=== Source passage ===

┄┄┄┄┄┄┄┄┄┄

Friday, December 28, 2007

Bhutto Assassination Signals Deep-running Political Rift that Could Destabilize Pakistan

Fmr. Pakistan prime minister Benazir Bhutto, whose father was executed in the process of a military coup in the 1970s, and who has said she remained "broken" by what had happened to her during 5 years in military prison, was assassinated Thursday, while campaigning to restore free elections to her country. She had been the first woman elected PM in a Muslim country and had sworn she would combat radical fundamentalism and end the cycle of military takeovers.

Since her return to Pakistan in October, she has faced an attempt on her life that killed over 100 supporters, multiple incidents of house arrest, the suspension of the Constitution, martial law and the arbitrary replacement of several supreme court justices by then military leader Gen. Pervez Musharraf. While Pres. Musharraf himself claimed he had surrounded her home with more than 4,000 police and concrete barricades "for her own safety", Bhutto had accused several high-ranking members of Musharraf's security apparatus of ties to fundamentalist militia in the Northwest of the country.

Bhutto has said repeatedly that she returned to Pakistan knowing it would put her life at risk, but that she could not live comfortably in exile while she watched a major threat to her nation gather force and potentially destroy hopes for the restoration of democracy and the rule of law. She was considered the favorite to win the premiership in January elections, slated to be held after much wrangling, international pressure, Musharraf's resigning as military chief and the subsequent lifting of martial law.

Now, the entire global community must face the harsh reality that Benazir Bhutto's assassination poses a very serious threat to regional stability, and could plunge Pakistan into a confused multi-faceted power-struggle in which democracy is likely to lose out to authoritarian measures, which will be justified as an attempt to secuure Pakistan's nuclear weapons against radical Islamist militia groups.

┄┄┄┄┄┄┄┄┄┄

=== Objective 1 ===
Reproduce word for word the part of the Bhutto assassination article that runs from "Fmr. Pakistan prime" down to "of military takeovers.".
=== Objective 2 ===
Resume the Bhutto assassination article, picking up right after its final sentence.

=== Dataset extract ===
┄┄┄┄┄┄┄┄┄┄

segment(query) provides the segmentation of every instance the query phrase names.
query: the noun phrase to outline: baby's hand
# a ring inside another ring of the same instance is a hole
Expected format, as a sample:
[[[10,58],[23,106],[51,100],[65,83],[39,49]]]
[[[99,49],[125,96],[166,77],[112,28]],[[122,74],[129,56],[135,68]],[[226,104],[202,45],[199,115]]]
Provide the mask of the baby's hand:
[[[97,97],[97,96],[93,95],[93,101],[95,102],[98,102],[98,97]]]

┄┄┄┄┄┄┄┄┄┄

=== Final answer 1 ===
Fmr. Pakistan prime minister Benazir Bhutto, whose father was executed in the process of a military coup in the 1970s, and who has said she remained "broken" by what had happened to her during 5 years in military prison, was assassinated Thursday, while campaigning to restore free elections to her country. She had been the first woman elected PM in a Muslim country and had sworn she would combat radical fundamentalism and end the cycle of military takeovers.

=== Final answer 2 ===
In the US, condemnation of the assassination is near universal, and political and security analysts are warning of the dangers that could emerge either from "ignoring the threat" posed by radical groups that may have been responsible and by the Musharraf government's duplicity in both countering and collaborating with these insurgent elements, or by taking too aggressive a stance against any element internal to Pakistan's domestic political struggles.

Concern is widespread among governments that have backed Gen. Musharraf's regime that his transition to democracy has been slow and clumsy, or even halting and contrary, while his dealmaking with radical militia groups has contributed to their taking root and being emboldened across the poorly policed northwest border region.

In responsible political and diplomatic circles, pressure will be heavy on Pres. Musharraf to find and to subject to serious, open criminal prosecution those responsible, even should they be members of his top-level security establishment, as some Bhutto supporters allege.

That group is often viewed with suspicion both by democrats and by those radical insurgents most opposed to an open democratic state in Pakistan, and demonstrating the will to counter such elements could give the government the credibility it needs to work with opposition leaders and to effectively stabilize the remote border regions. Though at present, many fear the Musharraf government is too heavily reliant on the strong-arm support of rogue elements in the security establishment.

1 comment:

j.robertson said...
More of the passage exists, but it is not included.